Shell processes: The shell waits for any currently executing system command to finish, then breaks out of any executing loops.
System command processes: The behavior of the system command upon receiving a
SIGINT
signal will depend on whether a signal handler was installed, either by the system command program, or by the
trap
shell builtin
.
For the active pool process, the behavior depends on the task function:
A Python function that does not call the
fork()
or
exec()
family of system calls.
Unless a
SIGINT
handler was installed, the task function is interrupted, and the pool process puts a result value of
(False, KeyboardInterrupt)
in the pool results queue. The pool process then waits for the next task if it has not yet reached its
maxtasks
limit, or exits otherwise (and is replaced with a new pool process by the pool worker handler).
os.system()
The
SIGINT
signal is ignored (queued) until the
system()
system call returns, after which the pool process puts a result value of
(False, KeyboardInterrupt)
in the pool results queue. The pool process then waits for the next task if it has not yet reached its
maxtasks
limit, or exits otherwise (and is replaced with a new pool process by the pool worker handler).
subprocess.run()
The pool process exits before placing any result in the pool results queue and is replaced with a new pool process by the pool worker handler. If
subprocess.run()
was called with the default
shell=False
argument, then the system command is killed. If the argument
shell=True
was set, then the shell is killed, but the system command continues to run.
Details: It is unclear why no result is added to the pool results queue.
subprocess.run()
blocks until the system command exits, or an exception is raised. In the
case of a
KeyboardInterrupt
exception
, the system command is killed, and the
KeyboardInterrupt
exception is re-raised (so
subprocess.run()
ends but never returns). The pool process should
catch this exception
and add
(False, KeyboardInterrupt)
to the pool results queue, but that is not the observed behavior.

* [DATA EXTRACT]
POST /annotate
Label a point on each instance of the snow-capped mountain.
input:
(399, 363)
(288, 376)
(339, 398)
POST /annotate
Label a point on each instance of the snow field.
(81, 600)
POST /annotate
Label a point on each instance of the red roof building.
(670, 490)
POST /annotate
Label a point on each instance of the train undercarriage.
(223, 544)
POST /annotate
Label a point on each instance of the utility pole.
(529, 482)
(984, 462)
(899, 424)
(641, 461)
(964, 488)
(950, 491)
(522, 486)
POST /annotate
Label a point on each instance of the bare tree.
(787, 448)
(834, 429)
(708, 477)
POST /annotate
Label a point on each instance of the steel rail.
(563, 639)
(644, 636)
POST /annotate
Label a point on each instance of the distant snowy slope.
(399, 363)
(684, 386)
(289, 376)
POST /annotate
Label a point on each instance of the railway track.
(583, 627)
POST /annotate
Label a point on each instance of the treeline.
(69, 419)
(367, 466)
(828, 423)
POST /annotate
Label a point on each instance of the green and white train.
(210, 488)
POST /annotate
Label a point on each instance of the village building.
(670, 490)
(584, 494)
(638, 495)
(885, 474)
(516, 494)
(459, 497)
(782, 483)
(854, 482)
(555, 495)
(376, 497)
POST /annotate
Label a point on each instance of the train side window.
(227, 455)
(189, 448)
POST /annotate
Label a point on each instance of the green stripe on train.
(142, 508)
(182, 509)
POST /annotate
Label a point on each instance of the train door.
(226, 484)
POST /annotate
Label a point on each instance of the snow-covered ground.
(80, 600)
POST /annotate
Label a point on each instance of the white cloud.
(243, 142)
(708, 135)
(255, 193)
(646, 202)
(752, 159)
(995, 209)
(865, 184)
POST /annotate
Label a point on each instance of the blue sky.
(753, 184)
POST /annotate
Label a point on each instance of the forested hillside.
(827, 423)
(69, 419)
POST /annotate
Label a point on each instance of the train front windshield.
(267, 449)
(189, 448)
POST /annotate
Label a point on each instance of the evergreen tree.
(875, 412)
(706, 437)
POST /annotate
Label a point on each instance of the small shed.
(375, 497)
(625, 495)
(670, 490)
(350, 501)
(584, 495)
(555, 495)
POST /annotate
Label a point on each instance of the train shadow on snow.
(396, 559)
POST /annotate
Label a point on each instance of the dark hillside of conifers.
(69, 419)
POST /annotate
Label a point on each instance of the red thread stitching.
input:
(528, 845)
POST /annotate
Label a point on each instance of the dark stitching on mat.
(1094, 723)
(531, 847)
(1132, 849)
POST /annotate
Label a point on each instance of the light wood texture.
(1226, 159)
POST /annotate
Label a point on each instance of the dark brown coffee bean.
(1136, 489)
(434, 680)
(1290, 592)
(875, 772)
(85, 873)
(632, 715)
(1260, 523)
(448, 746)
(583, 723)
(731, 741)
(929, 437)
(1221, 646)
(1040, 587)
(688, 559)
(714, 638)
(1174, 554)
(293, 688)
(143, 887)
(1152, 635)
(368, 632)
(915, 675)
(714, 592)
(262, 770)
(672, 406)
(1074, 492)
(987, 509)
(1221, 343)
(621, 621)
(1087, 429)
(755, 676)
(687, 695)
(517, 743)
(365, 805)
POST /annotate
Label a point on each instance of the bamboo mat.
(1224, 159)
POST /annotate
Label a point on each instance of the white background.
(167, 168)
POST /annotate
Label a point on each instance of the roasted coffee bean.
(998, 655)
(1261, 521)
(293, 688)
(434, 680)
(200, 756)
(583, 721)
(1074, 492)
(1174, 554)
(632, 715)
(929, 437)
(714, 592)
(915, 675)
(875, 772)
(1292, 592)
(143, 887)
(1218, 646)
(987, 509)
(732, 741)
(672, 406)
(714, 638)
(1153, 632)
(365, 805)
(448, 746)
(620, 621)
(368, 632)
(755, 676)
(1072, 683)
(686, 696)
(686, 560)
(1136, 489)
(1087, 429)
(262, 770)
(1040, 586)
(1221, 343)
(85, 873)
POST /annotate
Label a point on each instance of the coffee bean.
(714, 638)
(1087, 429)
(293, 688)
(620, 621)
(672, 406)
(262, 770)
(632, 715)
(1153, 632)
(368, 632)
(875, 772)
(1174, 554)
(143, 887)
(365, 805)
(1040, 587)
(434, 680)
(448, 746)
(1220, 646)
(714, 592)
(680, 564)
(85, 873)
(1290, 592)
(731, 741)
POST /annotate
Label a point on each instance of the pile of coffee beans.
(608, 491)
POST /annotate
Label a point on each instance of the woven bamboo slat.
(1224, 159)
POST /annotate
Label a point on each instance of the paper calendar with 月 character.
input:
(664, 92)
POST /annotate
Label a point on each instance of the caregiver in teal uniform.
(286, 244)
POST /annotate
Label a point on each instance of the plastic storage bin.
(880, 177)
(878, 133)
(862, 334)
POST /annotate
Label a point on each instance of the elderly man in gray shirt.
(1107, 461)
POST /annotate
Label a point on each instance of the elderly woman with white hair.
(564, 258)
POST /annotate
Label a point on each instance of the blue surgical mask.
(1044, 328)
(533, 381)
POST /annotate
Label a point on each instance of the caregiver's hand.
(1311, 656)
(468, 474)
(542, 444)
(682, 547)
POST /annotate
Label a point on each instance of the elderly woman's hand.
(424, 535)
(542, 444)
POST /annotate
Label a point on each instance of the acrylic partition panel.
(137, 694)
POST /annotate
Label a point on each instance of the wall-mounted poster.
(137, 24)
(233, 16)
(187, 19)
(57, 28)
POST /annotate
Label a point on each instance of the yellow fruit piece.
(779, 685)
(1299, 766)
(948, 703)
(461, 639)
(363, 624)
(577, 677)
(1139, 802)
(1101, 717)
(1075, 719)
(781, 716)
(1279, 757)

* [SHORT TASK 1]
Pull out every line of the entries that contains the word "hand", matching case exactly.
* [SHORT TASK 2]
Continue the text on how interrupt signals affect shell and Python pool processes, starting after its final sentence.

* [EXERCISE RESPONSE 1]
Label a point on each instance of the caregiver's hand.
Label a point on each instance of the elderly woman's hand.

* [EXERCISE RESPONSE 2]
subprocess.Popen()
The pool process exits and is replaced with a new pool process by the pool worker handler. Any shell and/or system command continues to run.
Details: Since
subprocess.Popen()
is nonblocking, it immediately returns, and the pool process tries to put the
subprocess.Popen
object into the pool results queue. However,
subprocess.Popen
objects cannot be pickled, so the pool process puts a
multiprocessing.pool.MaybeEncodingError
exception in the pool results queue and waits for the next task if it has not yet reached its
maxtasks
limit, or exits otherwise (and is replaced with a new pool process by the pool worker handler). Any
SIGINT
signal is likely to be received by the pool process when it is waiting for its
next
task. The behavior is then analogous to that of an
idle pool process receiving a
SIGINT
signal
.
os.exec*()
The pool process becomes the system command process, so the behavior is defined by the signal handler (if any) installed by the system command. Assuming the default signal handler, the system command exits. The pool is repopulated by the worker handler.
Note that keyboard interrupts (e.g., Ctrl-C) are sent to the entire process group, and the overall behavior can be understood as if
SIGINT
signals are sent to each process as discussed above.
pool.terminate()
pool.terminate()
calls the
terminate()
method of each pool process, sending them
SIGTERM
signals. As before, we consider sending the effect of
pool.terminate()
on any one process.
Parent process: not relevant / no effect
Idle pool process: exits and is not replaced
Active pool process: exits without putting any result in the pool results queue, and is not replaced
The only exception is if the task function is
subprocess.Popen()
, in which case the pool process will
put a result with an exception
in the pool results queue unless
pool.terminate()
is run before the pool process finishes its nonblocking creation of a subprocess.
If task function is
os.exec*()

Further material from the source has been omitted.